Copy every line of the rows below that contains the string "positive", matching case exactly.
::::::::::
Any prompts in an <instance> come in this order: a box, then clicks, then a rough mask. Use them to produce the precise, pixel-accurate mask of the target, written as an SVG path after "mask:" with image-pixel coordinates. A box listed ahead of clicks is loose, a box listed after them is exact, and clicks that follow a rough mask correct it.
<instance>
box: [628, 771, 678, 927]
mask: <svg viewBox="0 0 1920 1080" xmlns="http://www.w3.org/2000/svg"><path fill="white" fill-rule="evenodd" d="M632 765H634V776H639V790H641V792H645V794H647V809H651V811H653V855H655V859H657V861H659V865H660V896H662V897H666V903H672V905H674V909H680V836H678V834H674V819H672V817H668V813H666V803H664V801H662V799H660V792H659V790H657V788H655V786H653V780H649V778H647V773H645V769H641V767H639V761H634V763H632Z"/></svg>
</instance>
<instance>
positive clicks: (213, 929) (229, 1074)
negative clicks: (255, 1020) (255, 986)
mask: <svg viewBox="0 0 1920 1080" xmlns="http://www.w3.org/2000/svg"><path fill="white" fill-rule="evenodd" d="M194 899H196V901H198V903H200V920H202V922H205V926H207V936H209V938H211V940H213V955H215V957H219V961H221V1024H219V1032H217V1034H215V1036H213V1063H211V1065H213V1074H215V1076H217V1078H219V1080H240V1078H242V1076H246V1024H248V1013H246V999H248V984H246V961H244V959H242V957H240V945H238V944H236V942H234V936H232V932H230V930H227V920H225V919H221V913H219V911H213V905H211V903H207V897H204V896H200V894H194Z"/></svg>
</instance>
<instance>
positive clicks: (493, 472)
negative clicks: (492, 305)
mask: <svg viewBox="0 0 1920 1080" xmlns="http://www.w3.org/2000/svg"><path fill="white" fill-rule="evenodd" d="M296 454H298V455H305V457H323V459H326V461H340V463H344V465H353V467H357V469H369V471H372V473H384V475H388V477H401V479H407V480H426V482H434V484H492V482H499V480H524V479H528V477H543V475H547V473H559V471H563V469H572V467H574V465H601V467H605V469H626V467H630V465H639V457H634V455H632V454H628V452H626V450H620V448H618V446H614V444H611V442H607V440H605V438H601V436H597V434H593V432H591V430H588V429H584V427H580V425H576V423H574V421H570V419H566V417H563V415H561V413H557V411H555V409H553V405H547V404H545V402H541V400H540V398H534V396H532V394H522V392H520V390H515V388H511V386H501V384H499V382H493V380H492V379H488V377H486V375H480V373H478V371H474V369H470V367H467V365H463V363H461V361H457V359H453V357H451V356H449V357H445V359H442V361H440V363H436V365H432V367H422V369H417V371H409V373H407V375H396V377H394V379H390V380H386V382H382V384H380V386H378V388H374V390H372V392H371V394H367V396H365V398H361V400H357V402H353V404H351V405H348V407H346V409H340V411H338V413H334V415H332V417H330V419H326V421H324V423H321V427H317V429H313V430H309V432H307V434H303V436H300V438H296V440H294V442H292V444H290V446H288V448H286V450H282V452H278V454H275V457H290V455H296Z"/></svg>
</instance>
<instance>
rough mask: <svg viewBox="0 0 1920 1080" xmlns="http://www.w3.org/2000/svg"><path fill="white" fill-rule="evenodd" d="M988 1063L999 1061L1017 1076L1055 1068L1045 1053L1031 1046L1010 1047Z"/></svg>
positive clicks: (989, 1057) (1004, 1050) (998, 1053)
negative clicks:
::::::::::
▶ ANSWER BOX:
positive clicks: (213, 929) (229, 1074)
positive clicks: (493, 472)
positive clicks: (989, 1057) (1004, 1050) (998, 1053)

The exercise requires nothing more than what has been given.